**Requirement:**
In the listing below, find each line that holds the string "black" and copy it.

▼▼▼

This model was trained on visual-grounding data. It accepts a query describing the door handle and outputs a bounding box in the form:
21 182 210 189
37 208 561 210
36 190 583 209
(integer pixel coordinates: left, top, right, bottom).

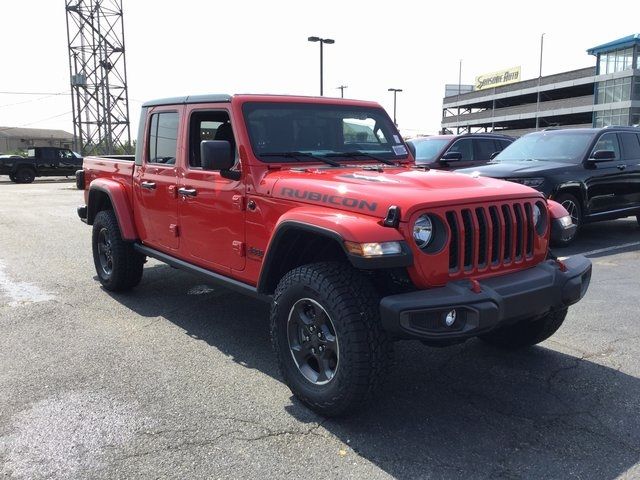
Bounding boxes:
178 187 197 197
617 164 626 170
141 181 156 190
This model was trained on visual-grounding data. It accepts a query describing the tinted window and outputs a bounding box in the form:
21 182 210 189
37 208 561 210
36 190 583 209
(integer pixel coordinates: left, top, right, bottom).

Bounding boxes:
475 139 498 160
243 102 405 163
409 138 450 162
188 110 234 168
148 112 179 165
620 132 640 159
592 133 620 160
447 138 473 161
495 132 594 163
499 139 512 150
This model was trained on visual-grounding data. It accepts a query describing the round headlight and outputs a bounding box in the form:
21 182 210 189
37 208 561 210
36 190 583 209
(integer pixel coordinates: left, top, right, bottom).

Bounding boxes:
413 214 433 249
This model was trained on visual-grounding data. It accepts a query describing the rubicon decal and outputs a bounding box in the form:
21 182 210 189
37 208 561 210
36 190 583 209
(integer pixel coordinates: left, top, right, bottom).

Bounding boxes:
280 188 377 212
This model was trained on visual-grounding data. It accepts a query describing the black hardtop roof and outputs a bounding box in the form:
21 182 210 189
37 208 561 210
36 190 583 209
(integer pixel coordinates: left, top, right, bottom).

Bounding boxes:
142 94 232 107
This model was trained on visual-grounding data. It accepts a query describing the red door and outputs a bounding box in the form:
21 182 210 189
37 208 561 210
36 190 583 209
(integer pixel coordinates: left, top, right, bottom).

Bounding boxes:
133 108 182 253
177 108 245 273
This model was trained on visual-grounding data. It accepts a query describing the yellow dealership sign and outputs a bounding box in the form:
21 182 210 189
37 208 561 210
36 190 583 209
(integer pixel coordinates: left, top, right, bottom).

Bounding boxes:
475 67 521 90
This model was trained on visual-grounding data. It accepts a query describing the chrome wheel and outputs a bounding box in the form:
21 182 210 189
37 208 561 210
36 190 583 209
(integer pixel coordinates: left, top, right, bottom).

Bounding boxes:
561 199 580 226
97 227 113 276
287 298 339 385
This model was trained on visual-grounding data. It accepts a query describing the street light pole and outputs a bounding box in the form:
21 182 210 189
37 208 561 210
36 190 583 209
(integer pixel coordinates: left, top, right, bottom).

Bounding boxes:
535 33 545 130
337 85 348 98
308 36 335 96
388 88 403 125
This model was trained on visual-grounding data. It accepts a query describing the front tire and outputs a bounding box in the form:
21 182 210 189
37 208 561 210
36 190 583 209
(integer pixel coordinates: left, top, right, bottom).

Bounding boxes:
479 308 568 349
92 209 145 291
271 262 393 417
552 193 581 246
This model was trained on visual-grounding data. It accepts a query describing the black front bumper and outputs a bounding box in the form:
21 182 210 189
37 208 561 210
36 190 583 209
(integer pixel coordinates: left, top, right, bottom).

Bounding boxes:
379 255 591 341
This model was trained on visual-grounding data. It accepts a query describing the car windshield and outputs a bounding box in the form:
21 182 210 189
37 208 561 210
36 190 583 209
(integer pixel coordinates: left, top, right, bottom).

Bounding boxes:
494 132 595 163
409 138 450 162
242 102 408 163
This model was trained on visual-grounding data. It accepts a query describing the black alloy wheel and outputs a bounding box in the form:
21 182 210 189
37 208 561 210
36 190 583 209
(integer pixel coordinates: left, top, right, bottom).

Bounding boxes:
287 298 339 385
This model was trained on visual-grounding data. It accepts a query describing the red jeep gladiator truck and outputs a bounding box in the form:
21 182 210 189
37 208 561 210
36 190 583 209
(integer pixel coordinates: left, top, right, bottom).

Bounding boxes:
77 94 591 416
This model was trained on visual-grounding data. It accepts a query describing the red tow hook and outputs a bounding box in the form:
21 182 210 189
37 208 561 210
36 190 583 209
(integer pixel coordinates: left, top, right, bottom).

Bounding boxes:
555 259 568 272
469 279 482 294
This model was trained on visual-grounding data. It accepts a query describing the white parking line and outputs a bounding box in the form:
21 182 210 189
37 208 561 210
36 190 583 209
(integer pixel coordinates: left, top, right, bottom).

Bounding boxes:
559 240 640 260
0 261 54 307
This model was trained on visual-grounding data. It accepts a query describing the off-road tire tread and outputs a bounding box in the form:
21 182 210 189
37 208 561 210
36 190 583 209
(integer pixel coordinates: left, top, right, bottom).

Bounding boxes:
92 209 144 291
271 262 393 417
480 308 568 349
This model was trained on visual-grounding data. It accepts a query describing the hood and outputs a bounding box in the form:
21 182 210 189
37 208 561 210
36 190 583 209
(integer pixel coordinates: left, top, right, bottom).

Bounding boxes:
457 160 572 178
264 166 542 221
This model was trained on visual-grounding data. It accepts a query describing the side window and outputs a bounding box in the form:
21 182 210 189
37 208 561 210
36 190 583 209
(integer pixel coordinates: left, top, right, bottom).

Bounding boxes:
148 112 179 165
592 133 620 160
447 138 473 161
188 111 236 168
475 139 498 160
499 139 512 150
620 132 640 159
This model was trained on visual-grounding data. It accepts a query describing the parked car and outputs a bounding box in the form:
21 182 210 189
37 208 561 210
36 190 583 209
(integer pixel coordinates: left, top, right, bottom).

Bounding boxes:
406 133 513 170
76 94 588 417
0 146 83 183
457 127 640 245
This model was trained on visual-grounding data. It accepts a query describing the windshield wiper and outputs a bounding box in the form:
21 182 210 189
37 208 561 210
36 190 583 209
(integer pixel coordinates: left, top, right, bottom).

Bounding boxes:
259 151 341 167
325 150 396 166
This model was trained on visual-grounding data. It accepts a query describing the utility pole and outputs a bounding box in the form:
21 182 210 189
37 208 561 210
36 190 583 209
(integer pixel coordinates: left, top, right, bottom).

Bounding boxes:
337 85 348 98
535 33 545 130
388 88 403 126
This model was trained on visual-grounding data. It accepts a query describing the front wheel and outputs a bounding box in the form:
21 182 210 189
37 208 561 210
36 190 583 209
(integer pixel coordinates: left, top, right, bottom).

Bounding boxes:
552 193 581 246
479 308 568 349
92 209 145 291
270 262 393 417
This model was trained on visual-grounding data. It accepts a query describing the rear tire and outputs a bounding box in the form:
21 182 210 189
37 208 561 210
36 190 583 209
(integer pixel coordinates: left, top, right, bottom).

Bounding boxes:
9 173 16 182
92 209 144 291
15 167 35 184
552 193 581 246
479 308 568 349
270 262 393 417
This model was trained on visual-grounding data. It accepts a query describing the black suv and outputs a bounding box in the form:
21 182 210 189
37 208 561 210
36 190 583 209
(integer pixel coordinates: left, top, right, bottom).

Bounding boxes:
458 127 640 245
406 133 513 170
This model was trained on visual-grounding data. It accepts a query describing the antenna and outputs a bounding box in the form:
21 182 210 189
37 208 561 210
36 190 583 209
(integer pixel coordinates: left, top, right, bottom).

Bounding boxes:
65 0 131 155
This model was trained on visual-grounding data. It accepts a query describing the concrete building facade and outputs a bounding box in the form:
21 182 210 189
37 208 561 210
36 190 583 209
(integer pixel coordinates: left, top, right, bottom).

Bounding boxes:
0 127 75 153
441 34 640 137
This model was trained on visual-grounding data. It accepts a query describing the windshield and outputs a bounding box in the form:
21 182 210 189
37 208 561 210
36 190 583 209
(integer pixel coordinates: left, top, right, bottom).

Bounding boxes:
242 102 408 163
494 132 594 163
408 138 450 162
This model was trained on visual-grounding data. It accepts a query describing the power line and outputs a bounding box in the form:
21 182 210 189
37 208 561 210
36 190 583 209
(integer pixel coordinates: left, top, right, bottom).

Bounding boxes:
0 91 71 96
0 111 73 133
0 93 69 109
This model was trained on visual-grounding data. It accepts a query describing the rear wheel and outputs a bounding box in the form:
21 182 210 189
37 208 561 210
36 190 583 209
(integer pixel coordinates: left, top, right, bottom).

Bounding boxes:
479 308 568 349
15 167 35 184
92 209 145 291
270 262 393 417
9 173 16 182
552 193 581 246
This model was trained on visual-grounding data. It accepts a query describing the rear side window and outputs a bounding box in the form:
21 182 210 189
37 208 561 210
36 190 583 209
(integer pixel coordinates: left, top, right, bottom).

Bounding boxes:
475 139 498 160
620 132 640 159
148 112 179 165
447 138 473 160
498 139 512 150
592 133 620 160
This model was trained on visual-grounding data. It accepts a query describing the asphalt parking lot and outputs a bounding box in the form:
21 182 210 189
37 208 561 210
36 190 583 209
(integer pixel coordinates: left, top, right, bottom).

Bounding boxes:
0 178 639 479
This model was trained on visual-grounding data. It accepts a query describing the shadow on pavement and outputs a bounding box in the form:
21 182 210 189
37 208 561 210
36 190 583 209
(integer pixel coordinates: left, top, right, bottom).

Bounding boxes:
556 217 639 258
106 263 640 479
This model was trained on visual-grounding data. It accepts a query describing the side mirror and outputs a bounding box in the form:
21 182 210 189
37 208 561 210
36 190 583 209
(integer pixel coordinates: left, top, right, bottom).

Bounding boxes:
589 150 615 162
441 151 463 161
489 151 500 160
200 140 240 179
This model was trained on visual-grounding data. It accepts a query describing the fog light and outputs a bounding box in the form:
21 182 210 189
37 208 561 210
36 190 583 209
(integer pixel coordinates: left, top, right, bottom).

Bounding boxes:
444 309 457 327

▲▲▲

**Answer space:**
This model was trained on visual-grounding data. It accepts a query describing the black hardtop roof and outputs a bounding box in the form:
This model was trained on visual-grounding data. It accepts a query describing the black front bumper and outputs a bounding box in the form:
This model was trained on visual-grounding data. It accepts a query describing the black alloy wheel and outputs a bounding box in the form:
This model was trained on visual-grounding data. It accepts a query describing the black suv and outputs a bounding box in the form:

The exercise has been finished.